_Dokumenttext_
★ ★ ★

Heute bin ich zu müde, um mir eine Überschrift auszudenken…

“Mama, heut war so ein schöner Tag und jetzt bist du sooo schimpfig!”

Seit meine Kinder beide sprechen können, hat sich das mit der Kindererziehung irgendwie verkompliziert. Früher war ich hier während des Tags die Alleinherrschende. Auf dem Wickeltisch habe ich lustige Monologe geführt, mein Baby hat dankbar vor Freude gegurrt. Ich habe lange, ruhige Spaziergänge machen können, ohne dass ich in eine Diskussion darüber verwickelt wurde, ob der Traktor auf dem Feld grün oder rot oder lilagescheckt ist. Der Brei wurde kommentarlos vertilgt. Und das Zubettgehen lief (meistens) schnell und komplikationslos ab.

★ ★ ★

_Quellenmaterial_
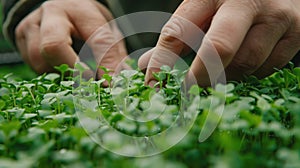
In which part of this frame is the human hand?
[139,0,300,86]
[15,0,127,75]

★ ★ ★

_Aufgabe 1_
Was wurde laut dem Text über die Kindererziehung früher kommentarlos vertilgt?
_Aufgabe 2_
Führen Sie den Text über die Kindererziehung im Anschluss an seinen letzten Satz weiter.
Die Daten spielen hierfür keine Rolle.

_Richtige Antwort 1_
Der Brei.

_Richtige Antwort 2_
Heutzutage fliegen mir Worte entgegen. Worte der Zuneigung. Worte des Widerstands….und davon sehr viele. Fröhliche Finger- und Singspiele auf dem Wickeltisch? Von wegen. Ich habe neuerdings ein kreischendes, um sich schlagendes Kleinkind zu bändigen und bin froh, wenn der Windelinhalt IN der Windel bleibt. Beim Essen wird über jedes Maiskorn verhandelt: “Fine mögen nicht, BÄH! Fine jetzt Nachtisch!!!”

Und das Zubettgehen erst! Das lässt selbst einen Kriegsunterhändler alt aussehen.
“Fine, ich mach jetzt das Licht aus.”
“Nein, Fine trinken!!”
Ich reiche ihr zähneknirschend einen Becher Wasser. “So, jetzt mach ich aber echt das Licht aus, mein Schatz.”
“NEIN, FINE  ANGST, FINE ANGST!!!”
“Aber ich lass doch das Nachtlicht an!”
“NEEEEIN, Achtlich AUS!!”
“Willst du deine Puppe zum Schmusen?”
“Nein, Buch!”
“Das Buch hier?”
“NEIN, Fine suchen selber aus!!”
Und so geht es lustig weiter, bis ich letztendlich rotweintrinkend auf dem Sofa lande und Armin das Kriegsgebiet überlasse.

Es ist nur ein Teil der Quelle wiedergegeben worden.